─── Data provided ───

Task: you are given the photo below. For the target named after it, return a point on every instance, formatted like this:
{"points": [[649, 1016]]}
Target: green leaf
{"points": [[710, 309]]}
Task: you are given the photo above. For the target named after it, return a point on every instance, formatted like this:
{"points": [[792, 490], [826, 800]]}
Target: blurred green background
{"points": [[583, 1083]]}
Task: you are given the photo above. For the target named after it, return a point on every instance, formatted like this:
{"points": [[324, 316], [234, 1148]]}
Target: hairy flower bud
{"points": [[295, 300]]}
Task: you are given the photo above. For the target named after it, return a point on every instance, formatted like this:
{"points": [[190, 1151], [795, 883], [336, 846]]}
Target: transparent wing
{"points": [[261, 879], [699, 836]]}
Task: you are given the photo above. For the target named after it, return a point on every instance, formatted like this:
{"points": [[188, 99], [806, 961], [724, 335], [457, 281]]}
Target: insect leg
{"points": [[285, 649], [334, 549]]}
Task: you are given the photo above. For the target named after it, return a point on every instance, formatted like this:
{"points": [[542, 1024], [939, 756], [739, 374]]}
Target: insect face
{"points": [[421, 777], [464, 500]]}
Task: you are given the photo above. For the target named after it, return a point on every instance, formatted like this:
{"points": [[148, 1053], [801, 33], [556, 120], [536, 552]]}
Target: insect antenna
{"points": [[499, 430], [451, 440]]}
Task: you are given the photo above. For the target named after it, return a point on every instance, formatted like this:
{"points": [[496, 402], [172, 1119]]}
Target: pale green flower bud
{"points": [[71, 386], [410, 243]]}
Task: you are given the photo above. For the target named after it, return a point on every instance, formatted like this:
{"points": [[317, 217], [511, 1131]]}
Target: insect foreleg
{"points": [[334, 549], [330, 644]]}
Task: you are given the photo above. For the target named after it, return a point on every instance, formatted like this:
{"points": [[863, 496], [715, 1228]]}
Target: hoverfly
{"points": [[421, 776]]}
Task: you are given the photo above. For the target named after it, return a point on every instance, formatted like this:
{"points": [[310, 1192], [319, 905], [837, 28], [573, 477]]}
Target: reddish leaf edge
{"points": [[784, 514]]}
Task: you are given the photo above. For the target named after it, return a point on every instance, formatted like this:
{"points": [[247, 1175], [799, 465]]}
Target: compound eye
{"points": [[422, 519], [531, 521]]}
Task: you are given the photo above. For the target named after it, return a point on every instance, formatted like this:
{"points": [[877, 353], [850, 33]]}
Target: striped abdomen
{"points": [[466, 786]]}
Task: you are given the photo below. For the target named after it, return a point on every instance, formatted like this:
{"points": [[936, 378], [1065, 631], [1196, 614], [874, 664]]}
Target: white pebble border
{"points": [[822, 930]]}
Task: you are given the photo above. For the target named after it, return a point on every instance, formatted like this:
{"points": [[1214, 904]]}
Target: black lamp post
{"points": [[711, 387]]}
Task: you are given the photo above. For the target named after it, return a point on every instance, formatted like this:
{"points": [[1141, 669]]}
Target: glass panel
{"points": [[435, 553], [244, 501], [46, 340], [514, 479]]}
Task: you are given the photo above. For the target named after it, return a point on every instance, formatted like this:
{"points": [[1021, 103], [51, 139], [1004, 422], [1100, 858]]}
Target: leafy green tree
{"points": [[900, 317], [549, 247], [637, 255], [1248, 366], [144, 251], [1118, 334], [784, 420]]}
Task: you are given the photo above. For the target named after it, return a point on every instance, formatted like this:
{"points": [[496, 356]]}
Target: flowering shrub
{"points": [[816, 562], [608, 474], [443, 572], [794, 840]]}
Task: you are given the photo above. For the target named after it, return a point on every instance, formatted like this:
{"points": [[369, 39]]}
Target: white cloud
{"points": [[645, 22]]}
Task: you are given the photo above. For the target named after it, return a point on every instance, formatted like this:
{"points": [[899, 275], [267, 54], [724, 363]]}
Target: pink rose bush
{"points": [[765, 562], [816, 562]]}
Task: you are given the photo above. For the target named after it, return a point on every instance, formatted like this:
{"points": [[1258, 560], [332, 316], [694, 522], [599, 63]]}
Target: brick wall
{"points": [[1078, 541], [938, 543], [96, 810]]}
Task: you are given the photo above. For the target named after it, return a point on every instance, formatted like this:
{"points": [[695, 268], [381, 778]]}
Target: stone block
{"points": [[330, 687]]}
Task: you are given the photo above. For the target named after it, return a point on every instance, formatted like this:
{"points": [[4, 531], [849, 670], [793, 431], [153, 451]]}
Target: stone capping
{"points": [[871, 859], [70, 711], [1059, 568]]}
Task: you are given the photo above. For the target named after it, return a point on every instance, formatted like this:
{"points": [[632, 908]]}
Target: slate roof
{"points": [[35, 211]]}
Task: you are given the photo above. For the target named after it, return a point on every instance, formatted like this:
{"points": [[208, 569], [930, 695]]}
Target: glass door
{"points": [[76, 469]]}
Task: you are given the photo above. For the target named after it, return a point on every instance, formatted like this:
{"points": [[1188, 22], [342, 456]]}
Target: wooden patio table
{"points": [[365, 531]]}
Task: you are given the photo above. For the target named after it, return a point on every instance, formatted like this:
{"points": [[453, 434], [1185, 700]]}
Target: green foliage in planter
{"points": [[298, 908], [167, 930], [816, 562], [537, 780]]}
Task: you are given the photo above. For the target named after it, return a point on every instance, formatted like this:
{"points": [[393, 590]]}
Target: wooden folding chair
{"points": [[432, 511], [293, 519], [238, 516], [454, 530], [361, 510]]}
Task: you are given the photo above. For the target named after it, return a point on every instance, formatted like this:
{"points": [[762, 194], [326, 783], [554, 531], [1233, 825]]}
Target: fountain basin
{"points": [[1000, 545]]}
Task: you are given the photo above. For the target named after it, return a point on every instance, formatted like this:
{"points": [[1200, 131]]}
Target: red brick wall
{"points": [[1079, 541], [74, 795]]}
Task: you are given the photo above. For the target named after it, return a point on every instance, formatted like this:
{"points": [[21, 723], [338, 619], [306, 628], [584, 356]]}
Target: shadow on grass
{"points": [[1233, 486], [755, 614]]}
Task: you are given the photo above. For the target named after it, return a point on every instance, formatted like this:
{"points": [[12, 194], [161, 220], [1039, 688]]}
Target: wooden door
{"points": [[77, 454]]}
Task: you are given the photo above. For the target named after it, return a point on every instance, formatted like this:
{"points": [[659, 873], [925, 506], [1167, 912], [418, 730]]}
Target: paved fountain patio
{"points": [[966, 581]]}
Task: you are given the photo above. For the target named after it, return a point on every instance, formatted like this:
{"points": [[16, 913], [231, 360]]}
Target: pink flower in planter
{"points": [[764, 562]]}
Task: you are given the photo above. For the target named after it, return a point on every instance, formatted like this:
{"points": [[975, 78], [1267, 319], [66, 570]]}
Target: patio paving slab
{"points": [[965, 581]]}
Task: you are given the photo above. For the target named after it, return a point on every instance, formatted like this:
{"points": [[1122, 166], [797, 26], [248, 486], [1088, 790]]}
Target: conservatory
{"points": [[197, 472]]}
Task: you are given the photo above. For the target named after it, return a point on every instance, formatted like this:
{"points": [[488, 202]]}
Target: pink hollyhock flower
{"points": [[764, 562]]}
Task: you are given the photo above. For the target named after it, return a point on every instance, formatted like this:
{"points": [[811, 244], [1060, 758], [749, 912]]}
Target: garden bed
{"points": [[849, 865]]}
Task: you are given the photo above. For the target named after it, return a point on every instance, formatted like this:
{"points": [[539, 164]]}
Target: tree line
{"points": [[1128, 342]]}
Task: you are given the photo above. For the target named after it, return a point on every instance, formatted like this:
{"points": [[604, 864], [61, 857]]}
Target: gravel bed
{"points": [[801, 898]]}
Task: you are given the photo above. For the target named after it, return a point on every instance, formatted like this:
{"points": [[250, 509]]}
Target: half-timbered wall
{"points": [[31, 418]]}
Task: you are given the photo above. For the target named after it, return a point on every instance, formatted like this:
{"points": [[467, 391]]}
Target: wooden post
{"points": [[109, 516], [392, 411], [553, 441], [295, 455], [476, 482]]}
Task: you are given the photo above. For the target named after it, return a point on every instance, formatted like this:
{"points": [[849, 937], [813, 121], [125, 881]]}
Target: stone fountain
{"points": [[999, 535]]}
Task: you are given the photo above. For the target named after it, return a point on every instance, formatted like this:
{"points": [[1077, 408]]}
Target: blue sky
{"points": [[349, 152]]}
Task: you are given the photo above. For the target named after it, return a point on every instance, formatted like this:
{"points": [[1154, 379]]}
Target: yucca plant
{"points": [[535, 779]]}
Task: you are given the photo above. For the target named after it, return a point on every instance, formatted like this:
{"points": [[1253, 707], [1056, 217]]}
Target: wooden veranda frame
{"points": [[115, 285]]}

───

Goal ::
Count the lines of the listing above that contain the string "patio", treating uppercase and lowercase letters as distinct. Reply with the number alone.

Solved problem ::
3